Exercise => Report each line in the material below that contains the string "jacket", copying the whole line. Case counts.

Data lines =>
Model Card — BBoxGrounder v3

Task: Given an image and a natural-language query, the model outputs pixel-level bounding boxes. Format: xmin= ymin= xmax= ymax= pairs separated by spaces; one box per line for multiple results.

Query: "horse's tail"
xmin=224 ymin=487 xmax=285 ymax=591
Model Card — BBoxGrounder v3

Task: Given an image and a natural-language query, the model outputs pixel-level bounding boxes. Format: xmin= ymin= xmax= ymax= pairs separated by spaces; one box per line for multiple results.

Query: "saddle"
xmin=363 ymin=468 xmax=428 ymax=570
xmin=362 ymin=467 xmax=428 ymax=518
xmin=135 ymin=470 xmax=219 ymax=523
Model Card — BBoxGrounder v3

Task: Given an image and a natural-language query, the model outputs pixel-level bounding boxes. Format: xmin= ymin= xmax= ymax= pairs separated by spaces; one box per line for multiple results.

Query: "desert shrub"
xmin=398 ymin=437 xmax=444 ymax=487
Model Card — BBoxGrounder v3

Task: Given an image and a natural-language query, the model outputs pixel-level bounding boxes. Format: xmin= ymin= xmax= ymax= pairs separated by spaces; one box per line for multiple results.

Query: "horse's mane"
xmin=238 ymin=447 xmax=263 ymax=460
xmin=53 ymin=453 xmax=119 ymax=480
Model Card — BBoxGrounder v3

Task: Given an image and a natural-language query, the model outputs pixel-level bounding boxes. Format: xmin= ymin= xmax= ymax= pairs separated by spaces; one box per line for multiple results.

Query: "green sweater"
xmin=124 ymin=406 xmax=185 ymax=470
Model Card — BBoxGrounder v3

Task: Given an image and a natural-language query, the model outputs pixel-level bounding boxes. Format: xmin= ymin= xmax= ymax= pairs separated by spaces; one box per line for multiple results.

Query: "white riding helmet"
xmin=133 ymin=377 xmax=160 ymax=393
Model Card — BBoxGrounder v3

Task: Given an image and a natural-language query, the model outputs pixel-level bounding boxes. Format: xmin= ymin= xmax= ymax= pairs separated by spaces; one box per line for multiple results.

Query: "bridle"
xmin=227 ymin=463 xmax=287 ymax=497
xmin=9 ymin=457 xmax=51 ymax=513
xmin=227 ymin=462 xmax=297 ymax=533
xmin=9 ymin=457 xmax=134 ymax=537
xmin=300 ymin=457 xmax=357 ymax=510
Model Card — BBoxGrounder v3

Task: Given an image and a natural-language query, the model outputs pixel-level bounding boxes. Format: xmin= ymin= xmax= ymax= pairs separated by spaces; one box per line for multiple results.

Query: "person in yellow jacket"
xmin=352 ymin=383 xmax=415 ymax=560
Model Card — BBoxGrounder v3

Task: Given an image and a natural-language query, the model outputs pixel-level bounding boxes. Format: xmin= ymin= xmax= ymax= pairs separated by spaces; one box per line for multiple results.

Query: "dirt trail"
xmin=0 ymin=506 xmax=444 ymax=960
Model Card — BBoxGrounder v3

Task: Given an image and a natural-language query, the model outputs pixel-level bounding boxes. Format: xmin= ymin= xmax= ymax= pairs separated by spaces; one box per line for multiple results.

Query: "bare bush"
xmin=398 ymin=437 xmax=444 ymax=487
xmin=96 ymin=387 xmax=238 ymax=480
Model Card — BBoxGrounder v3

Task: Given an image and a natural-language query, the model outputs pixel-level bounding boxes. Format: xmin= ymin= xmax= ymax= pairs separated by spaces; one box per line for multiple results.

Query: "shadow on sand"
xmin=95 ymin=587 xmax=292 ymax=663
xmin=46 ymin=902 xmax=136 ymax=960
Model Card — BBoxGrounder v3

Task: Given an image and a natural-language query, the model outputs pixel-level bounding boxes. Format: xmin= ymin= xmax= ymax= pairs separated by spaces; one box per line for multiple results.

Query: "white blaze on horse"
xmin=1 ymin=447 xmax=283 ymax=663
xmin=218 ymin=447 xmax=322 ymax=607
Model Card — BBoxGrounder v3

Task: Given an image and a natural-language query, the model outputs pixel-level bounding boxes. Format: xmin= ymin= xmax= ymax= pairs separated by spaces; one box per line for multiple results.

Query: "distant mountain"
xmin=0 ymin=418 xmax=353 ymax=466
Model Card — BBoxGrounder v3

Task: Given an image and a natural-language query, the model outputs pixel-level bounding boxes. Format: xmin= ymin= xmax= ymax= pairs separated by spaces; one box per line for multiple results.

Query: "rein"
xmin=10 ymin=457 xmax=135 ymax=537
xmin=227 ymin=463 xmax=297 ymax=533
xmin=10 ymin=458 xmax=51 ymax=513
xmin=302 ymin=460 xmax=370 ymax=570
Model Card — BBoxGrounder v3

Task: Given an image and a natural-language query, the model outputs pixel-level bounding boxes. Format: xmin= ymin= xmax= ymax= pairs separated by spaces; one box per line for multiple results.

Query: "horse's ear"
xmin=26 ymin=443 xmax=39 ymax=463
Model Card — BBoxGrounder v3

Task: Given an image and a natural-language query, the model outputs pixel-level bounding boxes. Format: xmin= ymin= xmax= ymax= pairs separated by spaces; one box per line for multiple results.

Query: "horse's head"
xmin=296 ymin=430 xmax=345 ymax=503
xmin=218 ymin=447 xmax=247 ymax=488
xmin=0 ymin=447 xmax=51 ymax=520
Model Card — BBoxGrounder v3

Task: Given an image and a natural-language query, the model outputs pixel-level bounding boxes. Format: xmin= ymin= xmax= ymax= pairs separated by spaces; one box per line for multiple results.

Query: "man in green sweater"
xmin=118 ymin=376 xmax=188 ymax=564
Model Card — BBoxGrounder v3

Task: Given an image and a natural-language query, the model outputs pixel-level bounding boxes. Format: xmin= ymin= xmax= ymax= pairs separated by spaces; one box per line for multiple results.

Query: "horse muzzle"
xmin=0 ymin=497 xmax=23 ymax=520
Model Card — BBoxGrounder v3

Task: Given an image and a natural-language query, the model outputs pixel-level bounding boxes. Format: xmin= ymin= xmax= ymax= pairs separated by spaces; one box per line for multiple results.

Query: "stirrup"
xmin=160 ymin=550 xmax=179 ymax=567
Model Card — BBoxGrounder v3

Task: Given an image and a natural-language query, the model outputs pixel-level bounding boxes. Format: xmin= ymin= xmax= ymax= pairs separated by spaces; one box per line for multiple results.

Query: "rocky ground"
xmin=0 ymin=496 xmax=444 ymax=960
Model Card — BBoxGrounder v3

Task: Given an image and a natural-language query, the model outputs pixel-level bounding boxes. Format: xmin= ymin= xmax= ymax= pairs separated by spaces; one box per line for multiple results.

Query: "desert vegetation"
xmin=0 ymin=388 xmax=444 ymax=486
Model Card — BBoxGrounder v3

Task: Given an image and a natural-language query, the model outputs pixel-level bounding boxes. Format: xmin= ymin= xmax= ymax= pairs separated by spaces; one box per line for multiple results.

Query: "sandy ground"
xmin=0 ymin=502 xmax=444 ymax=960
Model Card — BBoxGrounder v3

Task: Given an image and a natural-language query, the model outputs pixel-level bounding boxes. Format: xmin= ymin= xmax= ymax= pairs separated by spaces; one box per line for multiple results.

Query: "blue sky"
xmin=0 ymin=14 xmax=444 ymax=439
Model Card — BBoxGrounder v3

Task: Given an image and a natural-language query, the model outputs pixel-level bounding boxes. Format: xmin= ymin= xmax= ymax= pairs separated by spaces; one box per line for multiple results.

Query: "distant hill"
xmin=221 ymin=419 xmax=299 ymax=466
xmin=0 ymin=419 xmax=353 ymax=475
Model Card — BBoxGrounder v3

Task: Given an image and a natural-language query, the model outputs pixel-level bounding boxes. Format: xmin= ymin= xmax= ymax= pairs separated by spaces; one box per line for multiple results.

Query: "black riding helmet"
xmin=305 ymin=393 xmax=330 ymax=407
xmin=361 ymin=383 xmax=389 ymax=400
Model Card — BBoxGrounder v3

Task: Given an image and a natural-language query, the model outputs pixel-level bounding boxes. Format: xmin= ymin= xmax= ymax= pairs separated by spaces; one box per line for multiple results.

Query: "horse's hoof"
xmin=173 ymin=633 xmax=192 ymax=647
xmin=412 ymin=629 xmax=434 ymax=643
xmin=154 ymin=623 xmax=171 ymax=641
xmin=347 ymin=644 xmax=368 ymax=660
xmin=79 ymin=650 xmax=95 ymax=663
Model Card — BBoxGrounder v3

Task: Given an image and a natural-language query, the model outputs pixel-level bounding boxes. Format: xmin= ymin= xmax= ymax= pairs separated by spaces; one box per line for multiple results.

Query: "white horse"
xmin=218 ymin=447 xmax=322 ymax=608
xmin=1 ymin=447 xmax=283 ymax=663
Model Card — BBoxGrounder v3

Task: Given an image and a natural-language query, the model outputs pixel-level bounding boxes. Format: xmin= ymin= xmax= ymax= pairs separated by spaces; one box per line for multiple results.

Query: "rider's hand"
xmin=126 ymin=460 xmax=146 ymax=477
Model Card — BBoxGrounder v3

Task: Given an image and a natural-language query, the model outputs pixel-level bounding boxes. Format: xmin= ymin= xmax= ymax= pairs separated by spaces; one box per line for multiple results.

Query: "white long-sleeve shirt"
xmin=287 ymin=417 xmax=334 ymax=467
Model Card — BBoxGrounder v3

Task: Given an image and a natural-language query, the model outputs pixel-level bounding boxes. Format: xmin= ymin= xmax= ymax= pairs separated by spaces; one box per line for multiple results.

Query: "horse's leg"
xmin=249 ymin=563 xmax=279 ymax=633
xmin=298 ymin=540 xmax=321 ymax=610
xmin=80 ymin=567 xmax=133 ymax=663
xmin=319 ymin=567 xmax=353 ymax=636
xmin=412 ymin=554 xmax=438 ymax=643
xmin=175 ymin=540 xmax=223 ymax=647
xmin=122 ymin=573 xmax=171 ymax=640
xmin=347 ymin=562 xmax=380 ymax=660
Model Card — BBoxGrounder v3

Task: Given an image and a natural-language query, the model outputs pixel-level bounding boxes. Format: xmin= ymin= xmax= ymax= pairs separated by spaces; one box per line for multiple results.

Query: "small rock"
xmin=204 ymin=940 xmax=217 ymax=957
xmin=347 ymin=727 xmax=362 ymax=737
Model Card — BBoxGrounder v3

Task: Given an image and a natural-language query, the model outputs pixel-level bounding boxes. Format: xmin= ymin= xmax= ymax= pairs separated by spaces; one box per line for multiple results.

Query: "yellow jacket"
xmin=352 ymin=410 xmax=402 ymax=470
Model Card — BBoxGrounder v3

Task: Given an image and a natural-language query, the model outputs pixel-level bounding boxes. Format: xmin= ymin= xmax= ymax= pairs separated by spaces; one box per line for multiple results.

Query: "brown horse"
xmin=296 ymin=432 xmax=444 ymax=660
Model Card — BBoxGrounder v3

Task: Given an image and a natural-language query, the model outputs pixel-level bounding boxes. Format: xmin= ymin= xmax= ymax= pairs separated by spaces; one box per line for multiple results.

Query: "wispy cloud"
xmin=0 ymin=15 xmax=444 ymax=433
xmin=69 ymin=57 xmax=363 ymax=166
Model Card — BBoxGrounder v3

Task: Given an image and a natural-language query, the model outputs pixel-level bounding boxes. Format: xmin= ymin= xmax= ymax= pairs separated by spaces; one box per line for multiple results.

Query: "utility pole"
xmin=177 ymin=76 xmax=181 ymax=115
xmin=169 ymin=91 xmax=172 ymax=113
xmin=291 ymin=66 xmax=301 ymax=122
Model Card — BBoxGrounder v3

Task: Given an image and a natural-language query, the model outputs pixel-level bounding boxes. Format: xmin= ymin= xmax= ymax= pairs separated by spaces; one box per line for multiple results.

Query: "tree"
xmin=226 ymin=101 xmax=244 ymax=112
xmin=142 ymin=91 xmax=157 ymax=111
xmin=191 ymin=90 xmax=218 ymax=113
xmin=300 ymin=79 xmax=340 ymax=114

==

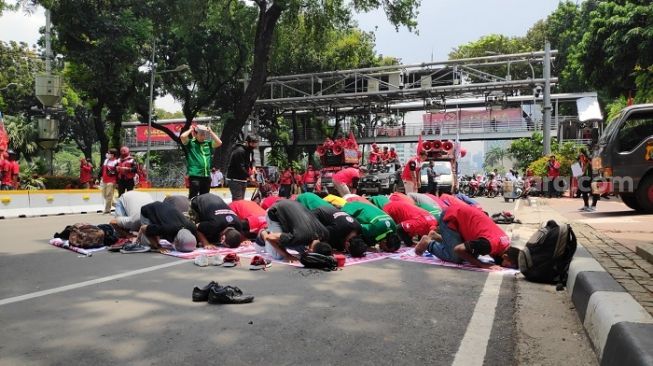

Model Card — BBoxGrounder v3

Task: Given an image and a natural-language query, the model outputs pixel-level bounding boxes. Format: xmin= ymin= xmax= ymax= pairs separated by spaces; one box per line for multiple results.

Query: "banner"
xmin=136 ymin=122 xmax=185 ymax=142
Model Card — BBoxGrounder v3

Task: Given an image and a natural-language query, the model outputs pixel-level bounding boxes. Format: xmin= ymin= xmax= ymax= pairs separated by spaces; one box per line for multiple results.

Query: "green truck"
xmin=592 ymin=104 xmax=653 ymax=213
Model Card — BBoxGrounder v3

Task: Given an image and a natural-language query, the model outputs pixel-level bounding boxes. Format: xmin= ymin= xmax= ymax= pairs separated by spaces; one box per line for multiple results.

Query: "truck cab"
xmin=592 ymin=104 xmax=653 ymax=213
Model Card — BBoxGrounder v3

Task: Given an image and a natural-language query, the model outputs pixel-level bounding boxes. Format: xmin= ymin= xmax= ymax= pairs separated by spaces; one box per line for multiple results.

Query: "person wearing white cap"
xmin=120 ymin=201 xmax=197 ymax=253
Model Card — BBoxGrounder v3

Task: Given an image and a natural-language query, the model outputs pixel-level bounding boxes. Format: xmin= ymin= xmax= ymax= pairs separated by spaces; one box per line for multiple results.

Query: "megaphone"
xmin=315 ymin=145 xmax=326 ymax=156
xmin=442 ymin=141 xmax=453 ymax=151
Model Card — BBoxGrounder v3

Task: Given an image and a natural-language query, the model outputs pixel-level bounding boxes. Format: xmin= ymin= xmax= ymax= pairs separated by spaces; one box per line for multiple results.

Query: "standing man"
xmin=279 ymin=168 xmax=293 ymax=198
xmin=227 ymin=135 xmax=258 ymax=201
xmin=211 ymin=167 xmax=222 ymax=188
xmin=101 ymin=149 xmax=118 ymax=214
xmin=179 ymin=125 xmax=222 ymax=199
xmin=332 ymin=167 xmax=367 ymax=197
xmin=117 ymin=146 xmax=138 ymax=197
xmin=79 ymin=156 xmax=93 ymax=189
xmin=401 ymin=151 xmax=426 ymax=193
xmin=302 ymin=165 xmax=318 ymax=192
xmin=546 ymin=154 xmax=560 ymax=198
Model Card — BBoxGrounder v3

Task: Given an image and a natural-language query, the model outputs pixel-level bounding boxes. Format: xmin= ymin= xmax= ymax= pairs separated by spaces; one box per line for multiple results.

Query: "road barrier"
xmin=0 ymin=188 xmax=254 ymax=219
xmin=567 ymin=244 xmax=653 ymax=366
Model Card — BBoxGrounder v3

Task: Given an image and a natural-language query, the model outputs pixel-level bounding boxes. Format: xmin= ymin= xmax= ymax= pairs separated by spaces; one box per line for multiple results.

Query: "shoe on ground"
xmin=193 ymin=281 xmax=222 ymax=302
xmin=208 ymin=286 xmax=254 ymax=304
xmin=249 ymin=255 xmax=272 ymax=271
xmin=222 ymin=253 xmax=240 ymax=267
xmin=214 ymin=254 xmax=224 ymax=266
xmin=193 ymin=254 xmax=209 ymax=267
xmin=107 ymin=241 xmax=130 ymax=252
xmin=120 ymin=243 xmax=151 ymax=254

Solution below =>
Query: "person in yellow jacket"
Query: "yellow jacket"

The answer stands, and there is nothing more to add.